MATERIAL SUPPLIED>
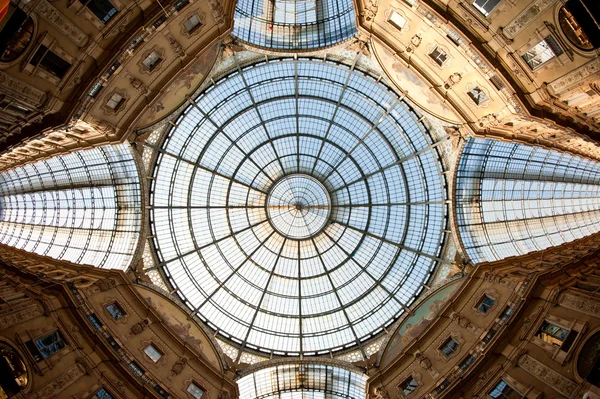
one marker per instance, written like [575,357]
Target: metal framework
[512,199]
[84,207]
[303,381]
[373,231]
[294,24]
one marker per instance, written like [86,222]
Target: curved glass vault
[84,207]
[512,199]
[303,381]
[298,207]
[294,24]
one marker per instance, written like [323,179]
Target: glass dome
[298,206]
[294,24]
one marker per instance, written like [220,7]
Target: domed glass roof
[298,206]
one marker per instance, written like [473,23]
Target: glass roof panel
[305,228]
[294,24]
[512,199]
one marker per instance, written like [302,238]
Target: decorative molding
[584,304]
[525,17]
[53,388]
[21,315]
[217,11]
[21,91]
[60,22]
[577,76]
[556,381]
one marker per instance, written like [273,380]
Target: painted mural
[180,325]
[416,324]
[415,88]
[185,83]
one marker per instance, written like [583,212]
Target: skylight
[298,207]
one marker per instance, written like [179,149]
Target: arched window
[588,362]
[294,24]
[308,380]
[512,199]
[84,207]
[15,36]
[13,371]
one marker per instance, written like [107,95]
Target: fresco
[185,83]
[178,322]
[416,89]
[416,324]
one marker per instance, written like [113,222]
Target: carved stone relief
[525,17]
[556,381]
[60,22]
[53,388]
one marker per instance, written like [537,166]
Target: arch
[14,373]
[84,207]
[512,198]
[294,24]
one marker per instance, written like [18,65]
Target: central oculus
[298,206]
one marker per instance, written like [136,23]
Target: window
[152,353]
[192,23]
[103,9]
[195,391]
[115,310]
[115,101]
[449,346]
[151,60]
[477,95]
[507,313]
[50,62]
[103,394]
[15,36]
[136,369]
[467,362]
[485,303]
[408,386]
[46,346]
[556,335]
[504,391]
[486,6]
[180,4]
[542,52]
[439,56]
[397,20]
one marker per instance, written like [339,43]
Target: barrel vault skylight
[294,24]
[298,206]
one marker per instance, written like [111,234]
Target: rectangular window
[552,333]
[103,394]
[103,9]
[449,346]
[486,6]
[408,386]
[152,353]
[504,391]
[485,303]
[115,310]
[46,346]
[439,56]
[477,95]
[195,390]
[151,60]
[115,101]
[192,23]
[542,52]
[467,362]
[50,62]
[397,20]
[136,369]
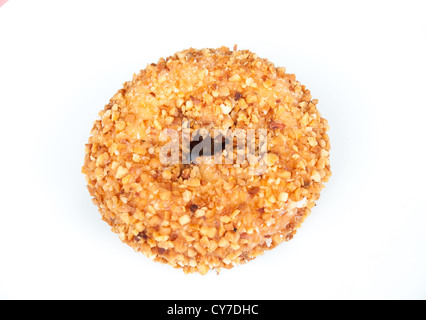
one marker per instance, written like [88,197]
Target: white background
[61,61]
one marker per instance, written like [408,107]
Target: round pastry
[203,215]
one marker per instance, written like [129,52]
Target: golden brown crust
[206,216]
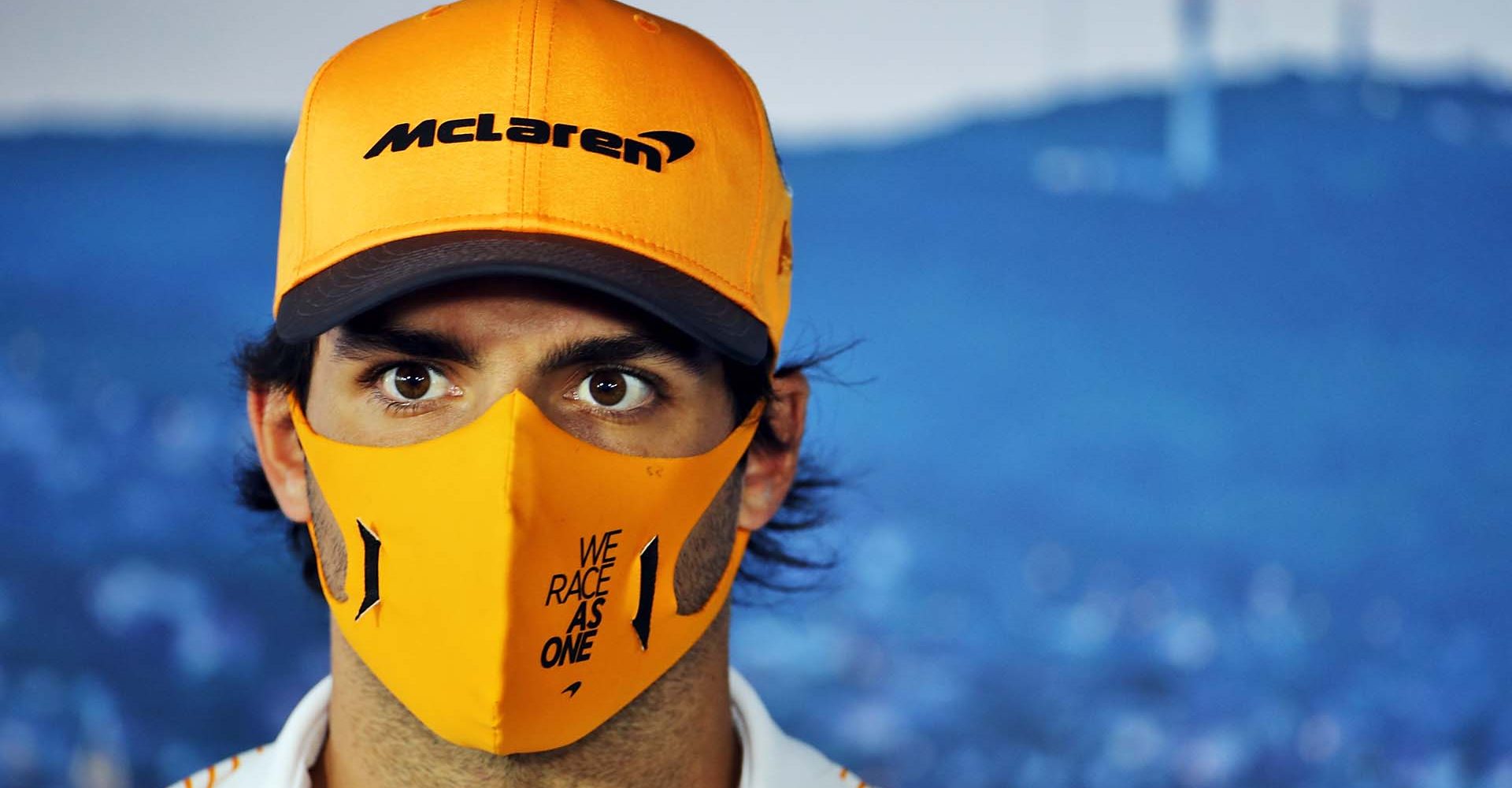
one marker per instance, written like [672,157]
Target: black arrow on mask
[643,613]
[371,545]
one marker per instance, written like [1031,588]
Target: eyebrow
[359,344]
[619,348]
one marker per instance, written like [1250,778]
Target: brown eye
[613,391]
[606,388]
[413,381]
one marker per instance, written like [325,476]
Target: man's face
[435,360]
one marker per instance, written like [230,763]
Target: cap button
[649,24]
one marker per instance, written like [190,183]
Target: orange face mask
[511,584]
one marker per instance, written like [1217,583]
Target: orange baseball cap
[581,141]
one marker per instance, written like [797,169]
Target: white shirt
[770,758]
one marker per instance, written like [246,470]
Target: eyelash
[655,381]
==
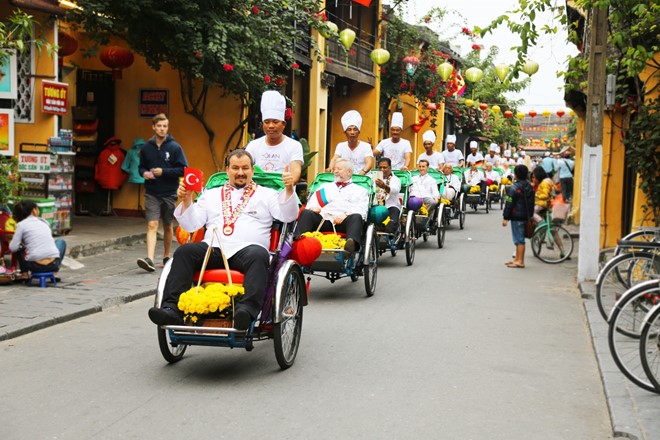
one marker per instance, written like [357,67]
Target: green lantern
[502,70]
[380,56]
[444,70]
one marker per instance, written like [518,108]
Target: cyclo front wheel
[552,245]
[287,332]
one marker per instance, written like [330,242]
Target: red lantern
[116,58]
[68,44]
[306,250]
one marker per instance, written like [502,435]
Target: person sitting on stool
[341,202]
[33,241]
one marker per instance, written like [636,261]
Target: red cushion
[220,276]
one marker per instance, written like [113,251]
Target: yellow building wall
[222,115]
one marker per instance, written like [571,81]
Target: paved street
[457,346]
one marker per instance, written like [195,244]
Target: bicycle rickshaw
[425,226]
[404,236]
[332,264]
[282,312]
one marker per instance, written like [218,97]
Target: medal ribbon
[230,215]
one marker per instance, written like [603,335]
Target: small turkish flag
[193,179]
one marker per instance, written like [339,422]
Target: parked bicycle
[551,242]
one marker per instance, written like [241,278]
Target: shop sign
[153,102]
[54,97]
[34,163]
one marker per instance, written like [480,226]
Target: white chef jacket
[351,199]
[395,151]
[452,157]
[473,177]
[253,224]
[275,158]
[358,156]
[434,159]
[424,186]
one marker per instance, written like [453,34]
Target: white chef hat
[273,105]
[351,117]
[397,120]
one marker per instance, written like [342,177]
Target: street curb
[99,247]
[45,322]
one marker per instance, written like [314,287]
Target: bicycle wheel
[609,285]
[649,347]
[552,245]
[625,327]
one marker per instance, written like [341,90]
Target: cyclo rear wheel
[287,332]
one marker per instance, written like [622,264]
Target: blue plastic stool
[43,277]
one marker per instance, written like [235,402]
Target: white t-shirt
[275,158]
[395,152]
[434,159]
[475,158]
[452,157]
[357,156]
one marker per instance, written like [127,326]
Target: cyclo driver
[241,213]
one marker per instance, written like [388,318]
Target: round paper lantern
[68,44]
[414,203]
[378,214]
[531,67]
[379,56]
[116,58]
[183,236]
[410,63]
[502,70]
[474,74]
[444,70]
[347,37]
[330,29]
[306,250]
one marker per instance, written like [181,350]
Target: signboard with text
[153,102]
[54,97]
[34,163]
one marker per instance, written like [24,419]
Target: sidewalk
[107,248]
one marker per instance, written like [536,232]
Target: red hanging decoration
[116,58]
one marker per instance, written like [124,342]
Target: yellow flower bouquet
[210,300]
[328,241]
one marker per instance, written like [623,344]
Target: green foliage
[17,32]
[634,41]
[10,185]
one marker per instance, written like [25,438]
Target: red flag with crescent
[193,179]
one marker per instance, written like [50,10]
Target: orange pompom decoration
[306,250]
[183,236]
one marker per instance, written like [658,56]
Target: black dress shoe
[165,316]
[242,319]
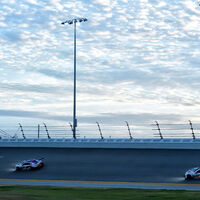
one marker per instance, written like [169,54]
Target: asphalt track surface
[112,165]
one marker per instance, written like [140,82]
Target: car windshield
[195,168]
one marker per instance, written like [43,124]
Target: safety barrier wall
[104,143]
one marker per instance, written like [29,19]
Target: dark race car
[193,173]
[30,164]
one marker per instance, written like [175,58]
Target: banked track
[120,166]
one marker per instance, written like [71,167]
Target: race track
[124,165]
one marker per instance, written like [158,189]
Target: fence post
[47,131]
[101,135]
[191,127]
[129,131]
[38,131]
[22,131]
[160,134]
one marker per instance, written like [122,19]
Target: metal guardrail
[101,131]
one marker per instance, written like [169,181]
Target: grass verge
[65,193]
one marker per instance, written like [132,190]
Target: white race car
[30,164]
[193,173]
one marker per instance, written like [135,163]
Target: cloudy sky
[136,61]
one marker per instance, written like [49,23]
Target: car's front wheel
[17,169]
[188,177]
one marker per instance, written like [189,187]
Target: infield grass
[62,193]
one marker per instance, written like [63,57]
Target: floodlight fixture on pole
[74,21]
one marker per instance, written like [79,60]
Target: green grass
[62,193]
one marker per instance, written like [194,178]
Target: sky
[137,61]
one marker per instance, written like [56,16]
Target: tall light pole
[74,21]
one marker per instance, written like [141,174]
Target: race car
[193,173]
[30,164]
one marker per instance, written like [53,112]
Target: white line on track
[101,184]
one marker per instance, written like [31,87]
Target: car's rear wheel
--
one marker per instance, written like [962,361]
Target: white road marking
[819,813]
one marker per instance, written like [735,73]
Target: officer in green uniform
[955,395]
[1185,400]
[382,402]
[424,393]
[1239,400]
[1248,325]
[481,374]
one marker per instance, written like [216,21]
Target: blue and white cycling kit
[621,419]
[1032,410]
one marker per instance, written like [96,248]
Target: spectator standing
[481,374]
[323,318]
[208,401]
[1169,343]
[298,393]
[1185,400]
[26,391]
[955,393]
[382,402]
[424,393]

PROMPT> Rewrite the rows as a numbered list, starting at the line containing "one marker per instance, written like [175,58]" and ending at the line containing "Target: car's rear wheel", with both of those lines included and any blank lines dropped.

RESULT FOR THIS EXERCISE>
1. one marker per instance, written like [175,58]
2. Target: banked track
3. [120,166]
4. one marker per instance, written like [71,167]
5. Target: race track
6. [124,165]
7. one marker per instance, written like [158,189]
8. Target: fence post
9. [47,131]
10. [101,135]
11. [191,127]
12. [129,131]
13. [38,131]
14. [22,131]
15. [160,134]
16. one marker per instance, written like [122,19]
17. Target: metal guardrail
18. [101,131]
19. one marker per instance, written like [169,181]
20. Target: grass verge
21. [65,193]
22. one marker per instance, written like [132,190]
23. Target: white race car
24. [30,164]
25. [193,173]
26. one marker per instance, written like [135,163]
27. Target: cloudy sky
28. [136,61]
29. one marker per instance, written like [49,23]
30. Target: car's front wheel
31. [17,169]
32. [188,177]
33. one marker per instance, written like [189,187]
34. Target: infield grass
35. [62,193]
36. one marker per instance, written like [63,57]
37. Target: floodlight fixture on pole
38. [74,21]
39. one marker per instance, written like [79,60]
40. Target: green grass
41. [62,193]
42. one marker per instance, written like [194,178]
43. Target: sky
44. [137,61]
45. one marker per instance, written like [56,16]
46. Target: tall light pole
47. [74,21]
48. one marker per instance, written like [141,174]
49. Target: race car
50. [193,173]
51. [30,164]
52. one marker per instance, written like [53,112]
53. Target: white line on track
54. [101,184]
55. one marker per instance, written like [31,87]
56. Target: car's rear wheel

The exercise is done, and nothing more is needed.